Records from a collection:
[Start of Attachment]

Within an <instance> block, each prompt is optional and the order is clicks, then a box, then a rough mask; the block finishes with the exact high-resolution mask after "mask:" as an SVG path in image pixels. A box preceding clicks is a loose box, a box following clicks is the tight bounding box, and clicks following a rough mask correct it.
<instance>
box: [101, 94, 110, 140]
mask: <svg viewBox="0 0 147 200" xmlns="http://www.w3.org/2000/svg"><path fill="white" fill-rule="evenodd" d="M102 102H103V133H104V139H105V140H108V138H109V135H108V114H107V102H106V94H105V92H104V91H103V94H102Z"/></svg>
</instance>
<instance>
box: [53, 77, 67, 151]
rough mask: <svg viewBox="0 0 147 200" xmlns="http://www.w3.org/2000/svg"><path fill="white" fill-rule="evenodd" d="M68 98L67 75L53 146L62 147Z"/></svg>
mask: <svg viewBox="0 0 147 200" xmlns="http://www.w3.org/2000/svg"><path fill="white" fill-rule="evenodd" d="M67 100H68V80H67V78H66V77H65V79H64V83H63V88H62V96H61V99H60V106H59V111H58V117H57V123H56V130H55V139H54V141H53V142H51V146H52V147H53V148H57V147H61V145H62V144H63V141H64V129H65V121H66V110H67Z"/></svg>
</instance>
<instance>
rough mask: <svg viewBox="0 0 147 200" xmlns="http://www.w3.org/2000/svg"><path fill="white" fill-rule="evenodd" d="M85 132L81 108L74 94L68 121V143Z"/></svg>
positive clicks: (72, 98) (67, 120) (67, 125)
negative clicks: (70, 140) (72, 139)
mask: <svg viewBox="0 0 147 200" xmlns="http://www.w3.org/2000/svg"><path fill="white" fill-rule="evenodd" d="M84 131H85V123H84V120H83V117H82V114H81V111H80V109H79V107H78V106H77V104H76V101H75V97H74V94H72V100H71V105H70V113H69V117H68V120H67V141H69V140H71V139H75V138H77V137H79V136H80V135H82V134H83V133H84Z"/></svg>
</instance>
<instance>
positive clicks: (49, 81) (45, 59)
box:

[End of Attachment]

* _About this task_
All of the data shown above should be printed exactly as given.

* _Solution_
Within an <instance> block, each prompt is optional and the order is clicks, then a box, then a rough mask; the block finishes with the exact high-resolution mask after "mask:" as an SVG path in image pixels. A box preceding clicks is a loose box, a box following clicks is the tight bounding box, and clicks following a rough mask correct it.
<instance>
box: [101, 94, 110, 140]
mask: <svg viewBox="0 0 147 200" xmlns="http://www.w3.org/2000/svg"><path fill="white" fill-rule="evenodd" d="M102 102H103V133H104V139H105V140H108V138H109V135H108V114H107V102H106V94H105V92H104V91H103V94H102Z"/></svg>
</instance>
<instance>
box: [53, 77, 67, 151]
rough mask: <svg viewBox="0 0 147 200" xmlns="http://www.w3.org/2000/svg"><path fill="white" fill-rule="evenodd" d="M68 98L67 75L53 146L62 147Z"/></svg>
mask: <svg viewBox="0 0 147 200" xmlns="http://www.w3.org/2000/svg"><path fill="white" fill-rule="evenodd" d="M67 100H68V80H67V78H66V77H65V79H64V83H63V88H62V96H61V99H60V106H59V111H58V117H57V123H56V130H55V139H54V141H53V142H51V146H52V147H53V148H57V147H61V145H62V144H63V141H64V129H65V121H66V110H67Z"/></svg>
</instance>
<instance>
rough mask: <svg viewBox="0 0 147 200" xmlns="http://www.w3.org/2000/svg"><path fill="white" fill-rule="evenodd" d="M85 132L81 108L74 94L68 121V143Z"/></svg>
positive clicks: (72, 98) (67, 120) (67, 125)
negative clicks: (70, 140) (72, 139)
mask: <svg viewBox="0 0 147 200" xmlns="http://www.w3.org/2000/svg"><path fill="white" fill-rule="evenodd" d="M84 131H85V123H84V120H83V117H82V114H81V111H80V109H79V107H78V106H77V104H76V101H75V97H74V94H72V100H71V105H70V113H69V117H68V120H67V141H69V140H71V139H75V138H77V137H79V136H80V135H82V134H83V133H84Z"/></svg>
</instance>
<instance>
positive clicks: (49, 81) (45, 59)
box:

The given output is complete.